--- begin DATA EXCERPTS ---
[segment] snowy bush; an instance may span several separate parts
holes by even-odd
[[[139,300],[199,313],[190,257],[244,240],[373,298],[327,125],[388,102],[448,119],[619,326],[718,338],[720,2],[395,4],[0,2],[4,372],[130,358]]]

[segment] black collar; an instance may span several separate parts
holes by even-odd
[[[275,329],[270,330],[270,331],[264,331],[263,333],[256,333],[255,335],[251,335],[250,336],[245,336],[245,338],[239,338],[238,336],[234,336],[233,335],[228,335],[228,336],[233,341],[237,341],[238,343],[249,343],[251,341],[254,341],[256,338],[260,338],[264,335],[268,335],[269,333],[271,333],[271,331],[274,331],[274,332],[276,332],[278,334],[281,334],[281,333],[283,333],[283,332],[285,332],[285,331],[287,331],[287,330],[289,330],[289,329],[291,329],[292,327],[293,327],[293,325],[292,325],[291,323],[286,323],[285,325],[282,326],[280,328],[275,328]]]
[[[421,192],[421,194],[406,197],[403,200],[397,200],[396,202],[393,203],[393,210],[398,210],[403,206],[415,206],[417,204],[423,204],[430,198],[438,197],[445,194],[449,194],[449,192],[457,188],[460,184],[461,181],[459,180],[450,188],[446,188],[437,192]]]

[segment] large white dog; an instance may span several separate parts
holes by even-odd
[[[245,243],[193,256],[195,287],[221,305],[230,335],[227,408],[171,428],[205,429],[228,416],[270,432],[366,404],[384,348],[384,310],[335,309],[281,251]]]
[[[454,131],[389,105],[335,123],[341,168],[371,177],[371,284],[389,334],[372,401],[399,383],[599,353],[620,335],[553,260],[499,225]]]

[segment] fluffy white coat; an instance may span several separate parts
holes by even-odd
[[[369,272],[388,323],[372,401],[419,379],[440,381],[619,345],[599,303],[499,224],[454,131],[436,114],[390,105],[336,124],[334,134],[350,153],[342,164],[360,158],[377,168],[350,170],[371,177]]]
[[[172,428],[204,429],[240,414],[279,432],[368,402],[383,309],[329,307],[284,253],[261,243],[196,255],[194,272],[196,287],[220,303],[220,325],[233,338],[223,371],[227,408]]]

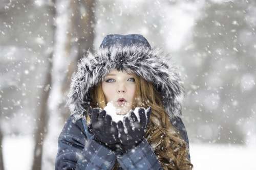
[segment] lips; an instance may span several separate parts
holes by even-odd
[[[126,102],[126,100],[124,98],[119,98],[117,100],[117,102]]]

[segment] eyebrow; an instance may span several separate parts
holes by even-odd
[[[128,75],[129,76],[133,76],[132,74],[128,74]],[[116,76],[116,75],[114,74],[108,74],[106,76]]]

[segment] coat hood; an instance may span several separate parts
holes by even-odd
[[[74,122],[86,115],[90,109],[90,89],[103,81],[111,68],[132,71],[153,83],[162,96],[166,113],[172,118],[181,115],[184,89],[171,58],[159,48],[145,46],[112,46],[89,51],[73,73],[68,94],[68,106]]]

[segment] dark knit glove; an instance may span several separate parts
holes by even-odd
[[[140,122],[133,111],[131,113],[131,120],[128,117],[124,119],[124,125],[127,128],[127,133],[124,132],[123,124],[121,121],[117,123],[118,131],[120,133],[119,140],[120,141],[121,147],[122,154],[127,151],[136,147],[141,142],[143,139],[144,135],[146,132],[146,127],[150,122],[150,117],[151,114],[151,107],[146,114],[144,109],[139,109],[139,115],[140,116]],[[134,129],[133,129],[133,126]]]
[[[105,110],[94,108],[91,110],[89,116],[91,123],[89,128],[95,135],[94,140],[105,146],[118,143],[118,131],[116,123],[112,121],[111,116],[106,115]]]

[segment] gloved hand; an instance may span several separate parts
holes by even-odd
[[[117,143],[118,131],[116,123],[104,110],[94,108],[89,113],[91,118],[90,130],[94,134],[94,140],[106,147]]]
[[[144,109],[140,108],[138,110],[140,116],[140,122],[133,111],[131,113],[132,121],[128,117],[124,119],[124,125],[127,128],[127,133],[124,132],[123,124],[121,121],[117,123],[118,131],[120,133],[119,140],[121,142],[121,147],[122,154],[138,145],[143,139],[146,132],[146,127],[150,122],[151,115],[151,107],[145,114]],[[133,126],[134,127],[133,129]]]

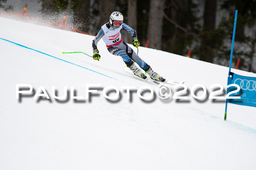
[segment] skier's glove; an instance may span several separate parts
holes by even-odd
[[[101,58],[101,55],[99,54],[99,50],[95,49],[93,50],[93,55],[92,56],[93,58],[95,60],[99,60]]]
[[[138,39],[137,38],[133,38],[133,42],[132,42],[132,45],[135,47],[138,47],[140,46],[140,43],[138,41]]]

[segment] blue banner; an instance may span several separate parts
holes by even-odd
[[[236,84],[240,88],[239,91],[235,86],[228,88],[227,92],[233,92],[230,96],[241,97],[241,99],[227,99],[227,102],[240,105],[256,107],[256,77],[243,76],[230,72],[228,78],[228,85]]]

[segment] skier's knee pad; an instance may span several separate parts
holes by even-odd
[[[133,54],[132,54],[132,58],[142,68],[144,68],[147,67],[147,64],[146,62],[136,55],[135,52],[133,52]]]
[[[123,59],[123,60],[125,62],[128,62],[131,60],[130,59],[130,58],[129,57],[126,52],[123,50],[118,50],[116,52],[114,55],[115,55],[121,56]]]
[[[126,65],[127,66],[130,66],[131,65],[132,65],[132,64],[133,63],[133,62],[132,60],[130,60],[130,61],[129,62],[124,62],[126,64]]]

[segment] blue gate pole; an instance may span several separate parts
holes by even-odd
[[[236,27],[237,25],[237,10],[236,10],[236,15],[235,16],[235,22],[234,24],[234,29],[233,29],[233,37],[232,38],[232,45],[231,46],[231,52],[230,52],[230,59],[229,61],[229,77],[227,78],[227,85],[229,85],[229,80],[231,79],[230,72],[231,71],[231,65],[232,65],[232,58],[233,56],[233,50],[234,49],[234,43],[235,41],[235,35],[236,34]],[[229,91],[227,89],[227,94]],[[226,107],[225,108],[225,116],[224,116],[224,120],[226,121],[227,118],[227,99],[226,99]]]

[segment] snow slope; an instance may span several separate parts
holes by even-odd
[[[256,108],[229,103],[225,122],[223,100],[198,101],[188,93],[185,100],[146,102],[136,91],[127,99],[121,86],[157,86],[123,71],[121,57],[102,40],[101,58],[95,61],[61,53],[91,54],[94,37],[2,17],[0,22],[0,169],[255,169]],[[226,86],[226,67],[142,47],[139,54],[163,77],[185,81],[189,92],[199,83],[210,93],[212,84]],[[50,100],[31,95],[20,102],[18,84],[31,84],[35,92],[42,86]],[[52,86],[58,96],[74,86],[84,98],[92,84],[101,86],[90,100],[61,103],[52,94]],[[109,86],[120,90],[120,100],[106,100],[102,89]]]

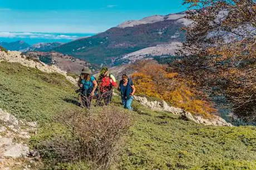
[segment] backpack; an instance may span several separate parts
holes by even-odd
[[[82,91],[83,94],[89,94],[92,92],[93,89],[93,83],[92,83],[92,79],[96,80],[96,78],[92,76],[91,76],[91,78],[88,81],[84,79],[81,80],[80,83],[83,84]]]
[[[105,93],[110,91],[112,89],[112,83],[111,78],[109,77],[102,77],[101,82],[99,83],[100,91],[101,93]]]

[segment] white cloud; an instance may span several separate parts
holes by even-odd
[[[32,32],[0,32],[0,37],[2,38],[43,38],[51,39],[75,39],[78,38],[76,36],[65,34],[56,34],[51,33],[32,33]]]
[[[107,8],[114,8],[117,7],[117,5],[107,5]]]
[[[10,8],[0,8],[0,11],[10,11]]]

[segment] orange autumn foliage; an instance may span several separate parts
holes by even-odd
[[[175,107],[193,114],[210,117],[216,111],[209,102],[197,98],[195,90],[177,77],[177,73],[165,70],[166,66],[152,61],[139,62],[134,66],[137,72],[132,76],[136,91],[149,97],[161,98]]]

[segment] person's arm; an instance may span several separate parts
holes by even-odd
[[[110,82],[111,82],[111,84],[114,87],[117,87],[117,83],[116,83],[116,82],[115,82],[112,78],[110,79]]]
[[[94,96],[94,92],[95,92],[97,86],[98,86],[98,84],[97,83],[97,81],[95,79],[92,81],[92,84],[93,84],[93,89],[92,89],[91,95]]]
[[[117,90],[120,91],[121,90],[120,84],[122,83],[122,81],[120,81],[119,82],[119,85],[118,85]]]
[[[131,93],[131,96],[132,96],[135,93],[136,89],[135,89],[135,87],[134,86],[134,85],[131,86],[131,87],[132,89],[132,92]]]

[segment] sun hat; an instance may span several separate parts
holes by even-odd
[[[88,67],[85,67],[82,69],[81,74],[91,74],[92,72]]]

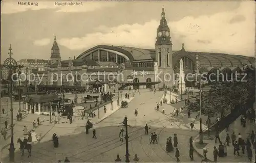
--- end DATA EXCERPTS ---
REQUIREMENTS
Copy out the material from the line that contains "[segment] backpack; an" through the line that contains "[[[10,8],[0,8],[0,11],[10,11]]]", inclusive, putting "wispy cloud" in place of "white cloud" and changing nothing else.

EXERCISE OUTPUT
[segment] backpack; an instance may span several separate parts
holes by even-odd
[[[82,91],[83,94],[89,94],[92,92],[93,89],[93,83],[92,83],[92,79],[96,80],[96,78],[92,76],[91,76],[91,78],[88,81],[84,79],[81,80],[80,83],[83,84]]]
[[[105,93],[110,91],[112,89],[112,83],[111,78],[109,77],[102,77],[101,82],[99,83],[100,91],[101,93]]]

[segment] wispy cloud; an instance may span several separate parts
holes by even-odd
[[[32,32],[0,32],[0,37],[2,38],[43,38],[51,39],[75,39],[78,38],[76,36],[65,34],[56,34],[51,33],[32,33]]]
[[[107,8],[114,8],[117,7],[117,5],[107,5]]]
[[[10,8],[0,8],[0,11],[10,11]]]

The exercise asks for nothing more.